The problem >> Set down each line of the listing exactly as it reads.

Records supplied >>
# # # # # # #

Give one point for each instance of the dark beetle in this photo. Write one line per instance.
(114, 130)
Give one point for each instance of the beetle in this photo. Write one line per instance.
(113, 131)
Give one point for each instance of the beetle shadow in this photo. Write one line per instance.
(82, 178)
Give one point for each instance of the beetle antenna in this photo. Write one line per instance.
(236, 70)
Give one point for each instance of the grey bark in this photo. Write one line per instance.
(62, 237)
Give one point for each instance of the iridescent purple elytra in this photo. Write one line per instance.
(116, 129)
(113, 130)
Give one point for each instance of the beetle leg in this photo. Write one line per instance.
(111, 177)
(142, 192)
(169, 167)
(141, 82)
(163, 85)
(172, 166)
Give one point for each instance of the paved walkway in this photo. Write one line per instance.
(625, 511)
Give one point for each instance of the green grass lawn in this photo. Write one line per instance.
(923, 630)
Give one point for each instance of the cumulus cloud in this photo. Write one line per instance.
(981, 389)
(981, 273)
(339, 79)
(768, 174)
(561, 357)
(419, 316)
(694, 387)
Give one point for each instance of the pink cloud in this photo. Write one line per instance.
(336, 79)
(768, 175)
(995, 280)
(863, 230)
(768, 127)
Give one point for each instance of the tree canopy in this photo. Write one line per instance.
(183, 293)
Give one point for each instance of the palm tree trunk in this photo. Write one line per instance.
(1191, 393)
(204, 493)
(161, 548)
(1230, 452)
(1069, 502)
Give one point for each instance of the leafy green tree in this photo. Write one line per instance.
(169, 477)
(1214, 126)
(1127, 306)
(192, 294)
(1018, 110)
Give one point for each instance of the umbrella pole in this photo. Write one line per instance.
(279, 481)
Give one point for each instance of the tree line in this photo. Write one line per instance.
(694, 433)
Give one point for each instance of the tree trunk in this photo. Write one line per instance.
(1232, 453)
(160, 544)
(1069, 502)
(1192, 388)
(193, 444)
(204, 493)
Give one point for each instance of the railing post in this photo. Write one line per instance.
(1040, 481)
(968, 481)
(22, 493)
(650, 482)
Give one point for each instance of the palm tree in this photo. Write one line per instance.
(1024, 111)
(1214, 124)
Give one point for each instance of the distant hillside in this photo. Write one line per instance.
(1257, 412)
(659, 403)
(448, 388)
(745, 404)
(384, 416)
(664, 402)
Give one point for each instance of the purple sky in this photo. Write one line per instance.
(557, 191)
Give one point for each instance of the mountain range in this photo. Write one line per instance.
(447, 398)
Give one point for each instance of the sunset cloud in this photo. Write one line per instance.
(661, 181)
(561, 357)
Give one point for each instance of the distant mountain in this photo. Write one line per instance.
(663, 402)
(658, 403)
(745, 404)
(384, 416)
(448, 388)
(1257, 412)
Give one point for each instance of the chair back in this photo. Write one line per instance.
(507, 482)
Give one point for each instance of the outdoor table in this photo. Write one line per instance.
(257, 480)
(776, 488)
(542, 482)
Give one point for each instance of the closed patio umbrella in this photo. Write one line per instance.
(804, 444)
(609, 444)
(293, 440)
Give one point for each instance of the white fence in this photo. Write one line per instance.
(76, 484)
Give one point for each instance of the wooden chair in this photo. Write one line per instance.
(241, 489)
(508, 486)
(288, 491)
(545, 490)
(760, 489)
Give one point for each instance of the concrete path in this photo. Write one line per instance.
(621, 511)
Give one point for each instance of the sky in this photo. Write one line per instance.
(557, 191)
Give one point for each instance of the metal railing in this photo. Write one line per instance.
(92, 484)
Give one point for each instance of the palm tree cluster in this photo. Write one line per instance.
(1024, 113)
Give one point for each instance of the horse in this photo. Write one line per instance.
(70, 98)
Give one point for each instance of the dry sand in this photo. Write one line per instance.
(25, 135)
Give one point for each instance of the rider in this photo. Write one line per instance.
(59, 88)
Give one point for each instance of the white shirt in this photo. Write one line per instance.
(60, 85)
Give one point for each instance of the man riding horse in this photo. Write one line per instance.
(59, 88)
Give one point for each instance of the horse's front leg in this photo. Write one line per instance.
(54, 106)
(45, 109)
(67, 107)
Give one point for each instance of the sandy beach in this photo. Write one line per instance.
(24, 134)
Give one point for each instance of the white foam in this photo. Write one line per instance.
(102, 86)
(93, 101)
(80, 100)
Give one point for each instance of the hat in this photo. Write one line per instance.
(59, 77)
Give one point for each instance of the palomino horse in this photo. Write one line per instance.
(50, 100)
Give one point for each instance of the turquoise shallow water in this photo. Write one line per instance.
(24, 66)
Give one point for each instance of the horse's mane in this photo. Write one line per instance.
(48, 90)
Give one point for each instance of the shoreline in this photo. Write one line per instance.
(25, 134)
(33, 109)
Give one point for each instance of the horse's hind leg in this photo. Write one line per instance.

# # # # # # #

Answer area >>
Give one point for each instance of the dark beetle in this photo. Write one line per instance.
(114, 130)
Give one point for each instance of the beetle in this photo. Write one line per instance.
(113, 131)
Give one point for each instance of the beetle shadow in this photo. Write one line per instance.
(82, 178)
Give one point for each instance of the beetle antenna in this photo. Write one line per instance.
(236, 70)
Give one point for each instance of the grey bark in this photo. Write one line per instance.
(62, 237)
Give one point for each instance of the iridescent purple elytra in this photo. Write one line per instance.
(116, 129)
(113, 130)
Give one point for each instance of the beetle leg in this photo. Write one line per instance.
(111, 177)
(142, 192)
(169, 167)
(141, 82)
(163, 85)
(172, 166)
Give one point for each instance of the paved walkway in this photo. Write one line per instance.
(625, 511)
Give one point for each instance of the green grass lawn in this photo. Write one line per instance.
(923, 630)
Give one point for each instance of the cumulus cloud in this photo. Write one line per instance.
(981, 389)
(981, 273)
(339, 79)
(768, 174)
(561, 357)
(419, 316)
(694, 387)
Give one point for each instance of the pink cloud in this photo. Write one line per instance.
(336, 79)
(768, 175)
(995, 280)
(863, 230)
(768, 127)
Give one point for each instance of the tree canopy in this photo. Write one line per instance.
(183, 293)
Give one point for each instance of the palm tree trunk in this photo. Write one line per instance.
(1191, 393)
(204, 493)
(161, 548)
(1230, 452)
(1069, 502)
Give one point for each instance of the leafy green tree in this photo. Write one line per instance.
(169, 477)
(1214, 126)
(1127, 306)
(192, 294)
(1018, 110)
Give one point for each instance of the umbrella pole in this photo. Write one line per instance.
(279, 481)
Give one point for each instance of the tree line in this photo. Write one line per instance.
(694, 433)
Give one point for each instance of the tree trunk in this photo. Write one line per instance.
(1232, 453)
(160, 544)
(1069, 502)
(1192, 388)
(193, 444)
(204, 493)
Give one point for each instance of the railing post in this photo. Write one line per instance.
(1040, 481)
(968, 481)
(22, 493)
(650, 482)
Give one point for each instance of the palm tree in this photo. Write one line per instance.
(1024, 111)
(1214, 124)
Give one point for each instance of the distant hillside in this photo. Write one line per instance.
(1257, 412)
(659, 403)
(448, 388)
(745, 404)
(384, 416)
(664, 402)
Give one point for each instance of the purple sky in this photo. Write one line per instance.
(557, 191)
Give one point for each instance of the mountain range in this photo. Write one line per instance.
(447, 398)
Give one point for each instance of the sunset cloud in this photo. Write one line per instance.
(661, 181)
(561, 357)
Give one point for each instance of the distant mountain in this photo. Write one line per instance.
(663, 402)
(658, 403)
(745, 404)
(384, 416)
(448, 388)
(1257, 412)
Give one point for each instance of the chair back in this photo. Write one line per instance.
(507, 482)
Give one point for each instance of the outdoor table in this photo. Write one line per instance.
(257, 480)
(776, 488)
(542, 482)
Give one point for each instance of the closed patio umbrella in this photo. Write one line per instance.
(804, 444)
(609, 444)
(293, 440)
Give one point for each instance of the white fence in this photo. Write one line per instance.
(76, 484)
Give one point for each instance of the wooden chair in this photo. Write one line per instance.
(241, 489)
(508, 486)
(288, 491)
(545, 490)
(760, 489)
Give one point for each instance of the concrete path in this photo. Write one line per instance.
(621, 511)
Give one point for each instance of the sky in this photo. Write one line per instance.
(557, 191)
Give one point for each instance of the metal railing in this photo. Write one line per instance.
(92, 484)
Give one point for each instance of the palm tree cluster in this photo. Write one line per instance.
(1024, 113)
Give one point for each instance of the horse in this photo. Write one line per instance.
(70, 98)
Give one point for each instance of the dry sand in this photo. Write one line per instance.
(25, 135)
Give one point for each instance of the rider in this photo. Write one line per instance.
(59, 88)
Give one point for each instance of the white shirt in this photo. Write one line per instance.
(60, 85)
Give one point for each instance of the man riding horse in this photo. Write one line per instance.
(59, 88)
Give one point for each instance of the horse's front leg in this photo. Write one line per instance.
(54, 106)
(45, 109)
(67, 107)
Give one point for each instance of the sandy beach in this photo. Write one line per instance.
(24, 134)
Give one point for each instance of the white foam in this photo. Write one line per instance.
(102, 86)
(93, 101)
(80, 100)
Give one point for each instance of the hat in this photo. Write one line per instance.
(59, 77)
Give one point for each instance of the palomino horse in this photo. Write one line per instance.
(50, 100)
Give one point for each instance of the turquoise shallow water in this photo. Write one line per instance.
(24, 66)
Give one point for each instance of the horse's mane in this photo. Write one line per instance.
(48, 90)
Give one point for each instance of the shoreline in this photo. Write one line per instance.
(25, 134)
(33, 109)
Give one point for each instance of the horse's hind leg in this photo. Write one line per instance.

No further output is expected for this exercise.